> [RECORD LIST]
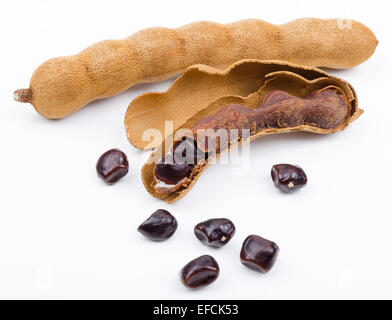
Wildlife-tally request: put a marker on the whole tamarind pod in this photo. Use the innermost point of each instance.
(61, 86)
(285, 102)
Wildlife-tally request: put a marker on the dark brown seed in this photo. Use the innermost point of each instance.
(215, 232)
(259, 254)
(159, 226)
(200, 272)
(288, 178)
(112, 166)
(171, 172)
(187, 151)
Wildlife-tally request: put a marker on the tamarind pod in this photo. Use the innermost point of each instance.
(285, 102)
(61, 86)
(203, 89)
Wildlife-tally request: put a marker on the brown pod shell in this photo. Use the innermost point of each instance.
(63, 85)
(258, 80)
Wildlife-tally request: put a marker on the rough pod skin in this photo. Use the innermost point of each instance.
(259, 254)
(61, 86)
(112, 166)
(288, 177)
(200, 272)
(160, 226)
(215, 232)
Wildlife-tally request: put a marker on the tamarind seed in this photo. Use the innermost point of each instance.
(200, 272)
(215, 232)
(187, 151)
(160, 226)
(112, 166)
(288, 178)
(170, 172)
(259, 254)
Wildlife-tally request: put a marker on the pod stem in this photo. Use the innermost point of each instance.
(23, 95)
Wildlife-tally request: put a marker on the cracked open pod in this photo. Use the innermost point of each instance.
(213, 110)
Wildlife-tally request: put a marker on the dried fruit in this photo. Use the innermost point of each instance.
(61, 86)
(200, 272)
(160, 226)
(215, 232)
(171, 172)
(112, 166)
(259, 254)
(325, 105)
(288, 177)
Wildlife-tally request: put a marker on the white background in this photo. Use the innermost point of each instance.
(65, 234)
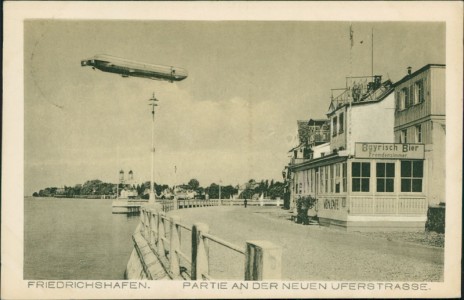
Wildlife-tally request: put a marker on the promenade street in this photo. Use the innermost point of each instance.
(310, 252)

> [WHAT THE TASK REQUIRES] Copy the listing above word for word, starting with the line that contains "Wildlife-tally request: put a marker on the dark" and going on through the last line of the listing. Leave out the pictures.

> [SOLUTION TO THIS TASK]
Wildlife-tally request: put a marker on the dark brown seed in this photo. Use the innermost point of each instance.
(215, 232)
(259, 254)
(159, 226)
(200, 272)
(288, 178)
(112, 166)
(171, 172)
(187, 151)
Wildlife-tally request: put a marker on the tamarind pod in this photo. Use the innermost point of each instance.
(285, 102)
(61, 86)
(203, 89)
Wildlife-tally request: put a marker on the brown pod shell in this photo. Use the innermost point of each instance.
(63, 85)
(258, 80)
Wildlife-tally request: put a marker on the rough pod skin in this photo. Use the innermost point of each instance.
(259, 254)
(61, 86)
(112, 166)
(288, 177)
(200, 272)
(160, 226)
(215, 232)
Wildlife-tally request: put a marker on the tamarind seed in this photo. Use the innermost point of each instance.
(200, 272)
(215, 232)
(187, 151)
(160, 226)
(112, 166)
(288, 178)
(170, 172)
(259, 254)
Wildlife-tally request: put a marker on the pod stem in this photo. Use the innermost point of each instance.
(23, 95)
Wildlife-tally request: put a marker on the cracked open pod in this photo. Use the innermost point of each instance.
(213, 110)
Wildlife-tally request: put a marker on the dried fruit in this photo. Use the innermost point of each instance.
(61, 86)
(200, 272)
(160, 226)
(215, 232)
(171, 172)
(112, 166)
(259, 254)
(325, 105)
(288, 177)
Wildlife-tally request: put a marker on the white background in this photo. Use the innermost point of each instance.
(65, 234)
Wildlife-tally request: put a marker on the promenade street in this photo. Use the innermost point of each instance.
(310, 252)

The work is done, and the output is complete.